[Records from a collection]

- - -

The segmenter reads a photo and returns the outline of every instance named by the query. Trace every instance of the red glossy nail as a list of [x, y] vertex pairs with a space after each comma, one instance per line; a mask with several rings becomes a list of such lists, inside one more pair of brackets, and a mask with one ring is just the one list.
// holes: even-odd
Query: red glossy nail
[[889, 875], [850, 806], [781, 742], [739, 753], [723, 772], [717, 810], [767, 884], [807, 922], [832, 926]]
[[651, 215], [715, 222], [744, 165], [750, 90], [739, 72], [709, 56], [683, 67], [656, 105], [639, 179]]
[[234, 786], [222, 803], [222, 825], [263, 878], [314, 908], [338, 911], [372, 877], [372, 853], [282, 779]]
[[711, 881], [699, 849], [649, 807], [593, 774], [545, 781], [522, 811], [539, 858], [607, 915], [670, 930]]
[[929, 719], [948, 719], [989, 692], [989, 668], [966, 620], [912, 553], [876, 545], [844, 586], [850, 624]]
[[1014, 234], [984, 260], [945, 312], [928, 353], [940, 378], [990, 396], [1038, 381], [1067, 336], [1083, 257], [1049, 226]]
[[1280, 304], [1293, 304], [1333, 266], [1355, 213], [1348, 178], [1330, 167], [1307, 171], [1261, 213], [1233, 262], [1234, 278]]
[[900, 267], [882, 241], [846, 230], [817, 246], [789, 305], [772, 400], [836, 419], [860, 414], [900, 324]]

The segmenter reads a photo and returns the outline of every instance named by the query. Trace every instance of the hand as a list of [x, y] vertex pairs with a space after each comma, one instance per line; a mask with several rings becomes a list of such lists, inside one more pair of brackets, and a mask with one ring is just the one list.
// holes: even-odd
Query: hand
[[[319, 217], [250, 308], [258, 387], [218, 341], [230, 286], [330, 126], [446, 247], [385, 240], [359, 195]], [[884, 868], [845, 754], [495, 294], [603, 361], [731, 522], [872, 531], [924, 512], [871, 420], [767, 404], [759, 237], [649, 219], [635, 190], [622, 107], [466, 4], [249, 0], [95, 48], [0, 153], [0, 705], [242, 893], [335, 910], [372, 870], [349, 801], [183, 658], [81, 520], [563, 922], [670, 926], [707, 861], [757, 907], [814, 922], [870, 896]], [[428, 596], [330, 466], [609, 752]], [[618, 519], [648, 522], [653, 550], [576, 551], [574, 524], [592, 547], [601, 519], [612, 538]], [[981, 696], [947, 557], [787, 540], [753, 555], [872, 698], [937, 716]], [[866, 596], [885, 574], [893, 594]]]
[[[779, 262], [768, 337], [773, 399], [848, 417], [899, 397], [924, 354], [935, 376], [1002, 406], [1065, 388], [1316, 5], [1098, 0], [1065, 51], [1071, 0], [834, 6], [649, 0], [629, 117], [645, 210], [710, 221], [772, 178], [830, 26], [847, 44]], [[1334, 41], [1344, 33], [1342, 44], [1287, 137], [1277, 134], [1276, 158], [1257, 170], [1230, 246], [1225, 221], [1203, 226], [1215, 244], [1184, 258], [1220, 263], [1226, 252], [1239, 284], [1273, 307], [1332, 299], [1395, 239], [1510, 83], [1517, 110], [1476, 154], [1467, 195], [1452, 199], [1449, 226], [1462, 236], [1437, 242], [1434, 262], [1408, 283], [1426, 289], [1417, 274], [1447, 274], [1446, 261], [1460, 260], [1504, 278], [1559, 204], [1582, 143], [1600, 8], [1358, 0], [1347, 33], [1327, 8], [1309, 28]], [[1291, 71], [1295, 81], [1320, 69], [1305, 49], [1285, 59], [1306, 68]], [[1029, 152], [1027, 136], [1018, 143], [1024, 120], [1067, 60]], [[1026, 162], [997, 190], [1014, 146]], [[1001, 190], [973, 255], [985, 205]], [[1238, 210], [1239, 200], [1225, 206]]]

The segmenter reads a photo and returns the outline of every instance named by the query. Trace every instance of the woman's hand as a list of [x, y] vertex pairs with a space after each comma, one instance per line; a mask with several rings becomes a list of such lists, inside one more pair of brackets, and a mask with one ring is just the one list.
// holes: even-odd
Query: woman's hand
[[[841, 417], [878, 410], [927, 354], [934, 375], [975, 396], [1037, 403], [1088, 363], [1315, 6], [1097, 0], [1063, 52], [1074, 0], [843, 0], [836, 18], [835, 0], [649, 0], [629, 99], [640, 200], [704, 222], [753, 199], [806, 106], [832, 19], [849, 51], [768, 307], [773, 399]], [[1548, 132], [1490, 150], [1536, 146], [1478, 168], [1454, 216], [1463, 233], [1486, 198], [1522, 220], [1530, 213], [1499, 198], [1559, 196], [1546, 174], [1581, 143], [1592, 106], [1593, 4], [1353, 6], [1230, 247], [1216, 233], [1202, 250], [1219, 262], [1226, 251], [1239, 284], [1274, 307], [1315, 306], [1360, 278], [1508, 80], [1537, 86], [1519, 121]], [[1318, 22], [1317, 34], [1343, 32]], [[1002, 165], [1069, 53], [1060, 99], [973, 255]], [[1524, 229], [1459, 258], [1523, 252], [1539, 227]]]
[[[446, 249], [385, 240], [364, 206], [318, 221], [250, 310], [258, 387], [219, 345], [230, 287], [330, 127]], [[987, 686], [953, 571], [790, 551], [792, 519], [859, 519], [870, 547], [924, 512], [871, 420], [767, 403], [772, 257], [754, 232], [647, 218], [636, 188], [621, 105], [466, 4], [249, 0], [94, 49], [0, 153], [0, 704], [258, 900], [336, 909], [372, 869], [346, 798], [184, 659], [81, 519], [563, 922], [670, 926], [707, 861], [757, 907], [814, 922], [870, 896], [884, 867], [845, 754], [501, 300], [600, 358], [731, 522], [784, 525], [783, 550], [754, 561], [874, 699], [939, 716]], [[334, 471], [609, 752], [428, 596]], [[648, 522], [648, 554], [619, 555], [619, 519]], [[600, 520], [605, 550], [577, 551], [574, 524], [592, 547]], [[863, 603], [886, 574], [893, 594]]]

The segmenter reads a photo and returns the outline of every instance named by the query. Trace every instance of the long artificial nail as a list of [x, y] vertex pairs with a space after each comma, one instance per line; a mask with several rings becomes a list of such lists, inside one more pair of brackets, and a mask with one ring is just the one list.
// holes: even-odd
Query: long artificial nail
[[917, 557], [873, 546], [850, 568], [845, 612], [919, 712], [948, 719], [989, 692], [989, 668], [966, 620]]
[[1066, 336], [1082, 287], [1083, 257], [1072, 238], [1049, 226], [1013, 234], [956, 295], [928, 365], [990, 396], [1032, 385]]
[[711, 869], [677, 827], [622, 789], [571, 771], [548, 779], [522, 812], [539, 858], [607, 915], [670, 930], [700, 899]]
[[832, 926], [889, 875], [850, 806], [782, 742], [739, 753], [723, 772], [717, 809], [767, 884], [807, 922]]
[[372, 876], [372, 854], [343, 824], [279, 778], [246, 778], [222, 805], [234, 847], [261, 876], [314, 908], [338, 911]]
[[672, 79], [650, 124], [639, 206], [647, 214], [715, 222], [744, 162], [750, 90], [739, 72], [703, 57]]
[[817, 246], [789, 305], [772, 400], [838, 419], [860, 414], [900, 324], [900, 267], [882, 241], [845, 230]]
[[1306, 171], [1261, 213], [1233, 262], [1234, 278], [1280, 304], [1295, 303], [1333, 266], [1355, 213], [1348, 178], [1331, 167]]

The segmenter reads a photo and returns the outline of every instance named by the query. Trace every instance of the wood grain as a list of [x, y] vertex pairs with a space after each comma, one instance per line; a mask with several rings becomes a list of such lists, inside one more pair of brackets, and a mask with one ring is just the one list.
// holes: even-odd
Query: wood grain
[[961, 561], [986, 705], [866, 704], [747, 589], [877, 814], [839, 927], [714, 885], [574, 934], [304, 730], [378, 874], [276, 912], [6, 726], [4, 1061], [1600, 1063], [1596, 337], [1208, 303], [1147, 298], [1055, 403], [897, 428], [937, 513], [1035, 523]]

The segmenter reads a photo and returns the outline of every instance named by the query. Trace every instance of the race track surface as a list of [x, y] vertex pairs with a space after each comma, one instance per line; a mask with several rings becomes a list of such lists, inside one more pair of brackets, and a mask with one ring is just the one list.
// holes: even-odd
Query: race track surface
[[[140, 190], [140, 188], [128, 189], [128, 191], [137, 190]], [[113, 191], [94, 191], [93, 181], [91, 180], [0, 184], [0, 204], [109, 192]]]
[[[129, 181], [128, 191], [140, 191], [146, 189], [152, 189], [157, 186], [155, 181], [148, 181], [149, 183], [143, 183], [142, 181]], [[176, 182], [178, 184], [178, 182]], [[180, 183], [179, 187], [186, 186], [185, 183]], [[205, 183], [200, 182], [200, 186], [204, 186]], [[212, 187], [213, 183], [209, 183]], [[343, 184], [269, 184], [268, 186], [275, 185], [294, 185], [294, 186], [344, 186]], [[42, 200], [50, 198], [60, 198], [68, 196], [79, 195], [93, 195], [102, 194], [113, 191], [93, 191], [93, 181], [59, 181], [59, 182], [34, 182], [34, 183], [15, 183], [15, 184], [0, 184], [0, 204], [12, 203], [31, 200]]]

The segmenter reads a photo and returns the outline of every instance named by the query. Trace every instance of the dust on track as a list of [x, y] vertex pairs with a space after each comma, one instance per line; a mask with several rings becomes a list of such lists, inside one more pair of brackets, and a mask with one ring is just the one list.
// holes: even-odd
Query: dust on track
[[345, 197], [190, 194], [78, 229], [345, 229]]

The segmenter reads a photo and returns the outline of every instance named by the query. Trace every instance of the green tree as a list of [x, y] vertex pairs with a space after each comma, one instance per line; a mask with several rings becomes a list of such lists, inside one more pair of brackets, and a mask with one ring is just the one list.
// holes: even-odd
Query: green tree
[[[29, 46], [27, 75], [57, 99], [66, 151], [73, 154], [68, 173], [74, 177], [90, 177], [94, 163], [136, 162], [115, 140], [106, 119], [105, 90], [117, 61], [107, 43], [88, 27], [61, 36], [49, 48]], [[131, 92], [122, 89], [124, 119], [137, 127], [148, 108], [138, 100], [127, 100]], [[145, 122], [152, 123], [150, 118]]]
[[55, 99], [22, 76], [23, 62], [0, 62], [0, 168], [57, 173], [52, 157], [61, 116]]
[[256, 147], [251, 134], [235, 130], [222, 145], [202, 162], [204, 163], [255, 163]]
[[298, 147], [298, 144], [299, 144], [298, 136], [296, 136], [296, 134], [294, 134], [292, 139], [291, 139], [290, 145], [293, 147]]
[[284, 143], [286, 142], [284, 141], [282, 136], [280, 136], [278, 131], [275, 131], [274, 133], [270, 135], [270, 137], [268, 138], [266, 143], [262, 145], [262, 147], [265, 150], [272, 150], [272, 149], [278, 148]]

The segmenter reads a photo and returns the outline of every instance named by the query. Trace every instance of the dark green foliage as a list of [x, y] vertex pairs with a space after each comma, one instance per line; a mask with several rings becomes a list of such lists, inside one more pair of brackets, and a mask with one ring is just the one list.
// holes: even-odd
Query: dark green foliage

- - -

=== Exercise description ===
Filter the records above, keeping each line that contains the word "foliage".

=== Exercise answer ===
The segmenter reads a photo and returns the outline of every instance named by the query. Trace every instance of the dark green foliage as a list of [x, y] vertex pairs with a space after each comma, one instance per line; a mask with several rings becomes a list of such lists, inside one more pair of brackets, and a mask with one ring is just the one list.
Query: dark green foliage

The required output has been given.